• [Reading text]
※ ※ ※

Events hastened toward a final break. In May 1532 Sir Thomas More resigned the chancellorship, and in June Fisher preached publicly against the annulment of Henry’s marriage. In August 1532 Archbishop Warham died, and Henry at once proposed Thomas Cranmer to the pope as his successor. In January 1533 Henry secretly underwent a form of marriage with Anne Boleyn. Cranmer was consecrated bishop in March 1533, and a week later Fisher was arrested, apparently to prevent him from opposing the annulment that Cranmer pronounced in May or the coronation of Anne Boleyn on 1 June. Fisher was released within a fortnight of the coronation, no formal charge having been brought. In the autumn of 1533, however, a series of arrests followed the exposure of the so‑called revelations of Elizabeth Barton, the “Holy Maid of Kent,” who had prophesied against the king’s marriage. Fisher, taken seriously ill in December, saw proceedings against him postponed, but in March 1534 a special bill of attainder was introduced in Parliament against him and others for complicity in the Barton affair. The bill passed, condemning Fisher to forfeit all his personal estate and to imprisonment during the king’s pleasure; he later received a pardon on payment of a fine of £300. In the same year Parliament enacted the Act of Succession and the Act of Supremacy, requiring an oath recognizing the king’s marriage to Anne Boleyn and his supremacy over the Church. Fisher’s continued refusal to accept the royal supremacy ultimately led to his condemnation for treason and his execution on 22 June 1535.
Fisher’s death and steadfastness in defense of papal authority and traditional Catholic doctrine quickly gave rise to a widespread reputation for martyrdom. In response to a popular petition of English Catholics, Pope Pius XI canonized John Fisher and Thomas More on 19 May 1935 as representatives of the many Catholic martyrs of England. The two martyrs share a common feast day on 22 June in the current General Roman Calendar of the Catholic Church, and Fisher’s name also appears in some Anglican calendars of saints, reflecting his enduring significance in the religious and political history of England.

※ ※ ※

• [Extracted data entries]
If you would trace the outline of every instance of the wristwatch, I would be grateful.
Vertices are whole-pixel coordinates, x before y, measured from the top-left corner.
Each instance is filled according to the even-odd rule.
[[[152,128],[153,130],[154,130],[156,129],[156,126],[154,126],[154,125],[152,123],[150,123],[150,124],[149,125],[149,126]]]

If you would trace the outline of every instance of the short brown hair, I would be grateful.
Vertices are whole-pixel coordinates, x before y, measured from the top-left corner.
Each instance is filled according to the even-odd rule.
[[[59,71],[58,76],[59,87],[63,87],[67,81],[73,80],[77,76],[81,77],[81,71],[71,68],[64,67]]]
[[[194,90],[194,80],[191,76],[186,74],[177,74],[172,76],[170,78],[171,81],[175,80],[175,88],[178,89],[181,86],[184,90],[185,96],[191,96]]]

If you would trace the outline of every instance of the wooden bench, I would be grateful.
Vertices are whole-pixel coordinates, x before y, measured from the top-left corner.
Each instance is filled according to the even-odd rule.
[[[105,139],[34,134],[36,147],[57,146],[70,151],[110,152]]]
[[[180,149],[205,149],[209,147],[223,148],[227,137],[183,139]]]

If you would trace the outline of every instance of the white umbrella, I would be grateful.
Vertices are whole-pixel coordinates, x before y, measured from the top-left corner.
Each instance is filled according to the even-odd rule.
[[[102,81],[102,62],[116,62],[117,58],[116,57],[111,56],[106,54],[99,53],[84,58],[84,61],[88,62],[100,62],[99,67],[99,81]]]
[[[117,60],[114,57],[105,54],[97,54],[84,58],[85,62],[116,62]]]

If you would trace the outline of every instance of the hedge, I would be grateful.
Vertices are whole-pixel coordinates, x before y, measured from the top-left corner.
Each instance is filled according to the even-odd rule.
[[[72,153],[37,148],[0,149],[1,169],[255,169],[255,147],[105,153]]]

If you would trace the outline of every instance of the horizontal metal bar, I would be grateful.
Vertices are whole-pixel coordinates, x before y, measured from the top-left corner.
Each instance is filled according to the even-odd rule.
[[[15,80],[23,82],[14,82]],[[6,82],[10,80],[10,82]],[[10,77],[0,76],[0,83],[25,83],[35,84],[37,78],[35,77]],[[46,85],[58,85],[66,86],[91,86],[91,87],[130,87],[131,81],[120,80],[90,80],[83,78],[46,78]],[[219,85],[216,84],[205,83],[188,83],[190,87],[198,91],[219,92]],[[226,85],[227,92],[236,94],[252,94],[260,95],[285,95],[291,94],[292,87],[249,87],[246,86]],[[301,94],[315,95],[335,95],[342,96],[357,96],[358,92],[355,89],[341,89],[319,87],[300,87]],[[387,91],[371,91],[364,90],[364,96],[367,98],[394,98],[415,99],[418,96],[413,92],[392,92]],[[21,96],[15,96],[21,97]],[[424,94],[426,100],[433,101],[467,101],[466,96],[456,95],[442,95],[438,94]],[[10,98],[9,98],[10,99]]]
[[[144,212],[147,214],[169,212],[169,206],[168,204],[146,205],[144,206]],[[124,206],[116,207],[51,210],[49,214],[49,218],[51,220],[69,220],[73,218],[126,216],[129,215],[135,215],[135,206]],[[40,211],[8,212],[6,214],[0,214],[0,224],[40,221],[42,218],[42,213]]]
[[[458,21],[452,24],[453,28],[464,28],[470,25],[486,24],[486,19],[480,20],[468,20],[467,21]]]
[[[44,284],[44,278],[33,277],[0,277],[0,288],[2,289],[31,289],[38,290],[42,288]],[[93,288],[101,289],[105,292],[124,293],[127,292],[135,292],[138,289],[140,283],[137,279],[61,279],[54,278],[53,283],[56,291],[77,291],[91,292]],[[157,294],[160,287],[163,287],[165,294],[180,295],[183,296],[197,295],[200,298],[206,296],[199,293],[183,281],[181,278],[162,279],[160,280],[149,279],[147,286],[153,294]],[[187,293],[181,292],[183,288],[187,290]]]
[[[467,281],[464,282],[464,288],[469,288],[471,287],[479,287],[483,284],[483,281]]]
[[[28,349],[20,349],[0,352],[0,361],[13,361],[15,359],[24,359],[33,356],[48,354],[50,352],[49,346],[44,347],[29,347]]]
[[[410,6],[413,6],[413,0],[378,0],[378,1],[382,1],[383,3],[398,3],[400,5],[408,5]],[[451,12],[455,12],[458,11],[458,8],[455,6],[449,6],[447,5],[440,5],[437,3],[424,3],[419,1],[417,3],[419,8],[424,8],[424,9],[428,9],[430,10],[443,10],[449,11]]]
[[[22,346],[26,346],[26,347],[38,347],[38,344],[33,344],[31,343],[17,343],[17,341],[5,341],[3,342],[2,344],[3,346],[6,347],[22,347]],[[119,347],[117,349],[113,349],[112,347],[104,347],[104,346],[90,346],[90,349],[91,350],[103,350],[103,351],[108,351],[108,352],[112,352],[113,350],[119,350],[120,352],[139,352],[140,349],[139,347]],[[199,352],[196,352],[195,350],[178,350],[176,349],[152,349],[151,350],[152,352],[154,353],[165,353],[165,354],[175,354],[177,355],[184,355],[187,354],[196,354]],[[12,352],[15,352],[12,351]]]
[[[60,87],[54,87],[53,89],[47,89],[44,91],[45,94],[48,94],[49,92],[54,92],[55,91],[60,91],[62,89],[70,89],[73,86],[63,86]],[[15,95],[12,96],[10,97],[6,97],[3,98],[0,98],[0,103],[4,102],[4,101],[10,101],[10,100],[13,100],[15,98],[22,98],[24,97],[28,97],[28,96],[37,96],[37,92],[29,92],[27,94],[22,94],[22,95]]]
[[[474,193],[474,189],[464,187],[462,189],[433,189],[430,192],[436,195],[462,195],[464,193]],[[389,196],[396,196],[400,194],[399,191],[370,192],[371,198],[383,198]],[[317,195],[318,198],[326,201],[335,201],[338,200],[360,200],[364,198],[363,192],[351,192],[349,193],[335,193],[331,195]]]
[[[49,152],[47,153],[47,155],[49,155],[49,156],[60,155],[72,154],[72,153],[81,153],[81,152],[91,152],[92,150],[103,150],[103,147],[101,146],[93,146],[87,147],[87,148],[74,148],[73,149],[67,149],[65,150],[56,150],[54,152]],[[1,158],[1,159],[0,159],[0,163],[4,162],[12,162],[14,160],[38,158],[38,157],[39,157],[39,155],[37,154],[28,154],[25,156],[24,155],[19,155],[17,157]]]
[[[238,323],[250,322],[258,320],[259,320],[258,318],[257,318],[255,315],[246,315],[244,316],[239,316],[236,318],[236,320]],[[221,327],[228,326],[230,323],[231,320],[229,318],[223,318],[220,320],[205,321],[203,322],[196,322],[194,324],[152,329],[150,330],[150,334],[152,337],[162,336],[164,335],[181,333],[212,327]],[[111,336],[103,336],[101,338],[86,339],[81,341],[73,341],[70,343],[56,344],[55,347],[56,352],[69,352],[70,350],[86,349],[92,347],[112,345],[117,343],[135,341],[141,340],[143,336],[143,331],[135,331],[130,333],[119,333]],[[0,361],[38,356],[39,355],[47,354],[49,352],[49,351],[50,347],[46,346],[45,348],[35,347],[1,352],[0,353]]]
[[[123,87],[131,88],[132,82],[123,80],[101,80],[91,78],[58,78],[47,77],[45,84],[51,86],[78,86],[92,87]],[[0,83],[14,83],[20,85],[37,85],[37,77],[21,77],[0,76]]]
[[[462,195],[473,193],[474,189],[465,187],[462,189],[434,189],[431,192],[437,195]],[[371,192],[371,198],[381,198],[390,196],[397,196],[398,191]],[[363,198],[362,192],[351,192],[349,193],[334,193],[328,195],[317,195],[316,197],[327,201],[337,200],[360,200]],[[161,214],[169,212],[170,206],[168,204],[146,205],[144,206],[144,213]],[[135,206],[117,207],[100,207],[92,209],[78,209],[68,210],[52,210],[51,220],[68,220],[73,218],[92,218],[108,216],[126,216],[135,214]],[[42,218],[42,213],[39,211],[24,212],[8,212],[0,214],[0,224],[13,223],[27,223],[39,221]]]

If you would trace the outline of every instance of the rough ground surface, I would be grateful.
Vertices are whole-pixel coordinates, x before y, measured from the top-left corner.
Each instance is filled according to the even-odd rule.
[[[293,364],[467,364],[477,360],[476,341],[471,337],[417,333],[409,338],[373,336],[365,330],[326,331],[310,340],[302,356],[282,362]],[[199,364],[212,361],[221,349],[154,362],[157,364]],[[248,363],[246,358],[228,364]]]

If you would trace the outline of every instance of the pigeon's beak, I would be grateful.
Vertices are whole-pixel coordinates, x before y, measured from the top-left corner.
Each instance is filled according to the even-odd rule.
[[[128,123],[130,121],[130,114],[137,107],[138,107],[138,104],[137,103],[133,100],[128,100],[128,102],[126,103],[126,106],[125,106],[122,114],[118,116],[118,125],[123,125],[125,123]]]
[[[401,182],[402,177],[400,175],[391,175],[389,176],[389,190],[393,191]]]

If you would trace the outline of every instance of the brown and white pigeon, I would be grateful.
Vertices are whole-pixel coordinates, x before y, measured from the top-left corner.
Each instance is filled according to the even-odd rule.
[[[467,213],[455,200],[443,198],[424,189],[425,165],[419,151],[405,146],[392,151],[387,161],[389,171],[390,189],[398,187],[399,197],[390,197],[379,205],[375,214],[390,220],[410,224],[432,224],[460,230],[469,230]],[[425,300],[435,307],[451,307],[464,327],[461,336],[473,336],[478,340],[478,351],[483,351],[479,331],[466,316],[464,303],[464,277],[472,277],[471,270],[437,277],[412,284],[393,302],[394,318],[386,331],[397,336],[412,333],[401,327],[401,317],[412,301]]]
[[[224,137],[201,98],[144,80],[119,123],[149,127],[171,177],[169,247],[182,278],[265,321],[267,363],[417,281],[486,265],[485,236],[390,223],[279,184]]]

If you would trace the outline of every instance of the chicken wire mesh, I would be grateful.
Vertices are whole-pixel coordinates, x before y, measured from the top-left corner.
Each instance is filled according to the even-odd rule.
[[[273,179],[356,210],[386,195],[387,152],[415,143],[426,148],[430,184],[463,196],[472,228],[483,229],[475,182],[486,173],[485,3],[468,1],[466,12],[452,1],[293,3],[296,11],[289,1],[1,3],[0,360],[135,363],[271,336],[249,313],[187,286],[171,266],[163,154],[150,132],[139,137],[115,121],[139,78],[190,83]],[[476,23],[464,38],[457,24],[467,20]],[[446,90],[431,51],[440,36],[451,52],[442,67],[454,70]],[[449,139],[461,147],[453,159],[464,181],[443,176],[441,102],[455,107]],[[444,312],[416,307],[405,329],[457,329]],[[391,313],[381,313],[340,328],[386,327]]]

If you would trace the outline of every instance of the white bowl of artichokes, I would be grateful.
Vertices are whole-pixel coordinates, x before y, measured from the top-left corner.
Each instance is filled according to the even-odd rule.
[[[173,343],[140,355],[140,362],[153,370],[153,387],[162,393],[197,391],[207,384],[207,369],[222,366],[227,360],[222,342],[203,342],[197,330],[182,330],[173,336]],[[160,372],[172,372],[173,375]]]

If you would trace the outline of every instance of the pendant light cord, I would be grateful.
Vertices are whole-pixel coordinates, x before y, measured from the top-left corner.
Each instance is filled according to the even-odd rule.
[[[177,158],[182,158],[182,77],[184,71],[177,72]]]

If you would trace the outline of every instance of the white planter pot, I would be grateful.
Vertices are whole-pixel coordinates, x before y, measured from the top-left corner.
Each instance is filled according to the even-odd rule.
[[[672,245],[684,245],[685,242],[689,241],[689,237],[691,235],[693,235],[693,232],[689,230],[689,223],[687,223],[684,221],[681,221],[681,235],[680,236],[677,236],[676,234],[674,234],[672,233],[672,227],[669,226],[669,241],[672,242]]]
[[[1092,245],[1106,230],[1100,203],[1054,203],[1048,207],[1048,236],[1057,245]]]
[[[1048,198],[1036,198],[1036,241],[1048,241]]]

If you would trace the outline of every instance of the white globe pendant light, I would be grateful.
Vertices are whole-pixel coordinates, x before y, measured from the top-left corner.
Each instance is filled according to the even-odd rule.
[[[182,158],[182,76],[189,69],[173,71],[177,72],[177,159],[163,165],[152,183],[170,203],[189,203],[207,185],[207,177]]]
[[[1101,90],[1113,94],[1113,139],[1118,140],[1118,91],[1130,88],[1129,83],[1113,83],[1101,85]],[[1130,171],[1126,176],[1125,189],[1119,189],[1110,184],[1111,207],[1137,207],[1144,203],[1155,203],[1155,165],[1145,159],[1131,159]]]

※ ※ ※

• [What to work on]
- 1) According to the passage on John Fisher, when was Fisher executed?
- 2) Rewrite the passage on John Fisher starting at "Fisher’s death and" and ending at "history of England.", changing "petition" to "appeal".
Rely only on the passage on John Fisher.

• [Responses by task]
- 1) 22 June 1535

- 2)
Fisher’s death and steadfastness in defense of papal authority and traditional Catholic doctrine quickly gave rise to a widespread reputation for martyrdom. In response to a popular appeal of English Catholics, Pope Pius XI canonized John Fisher and Thomas More on 19 May 1935 as representatives of the many Catholic martyrs of England. The two martyrs share a common feast day on 22 June in the current General Roman Calendar of the Catholic Church, and Fisher’s name also appears in some Anglican calendars of saints, reflecting his enduring significance in the religious and political history of England.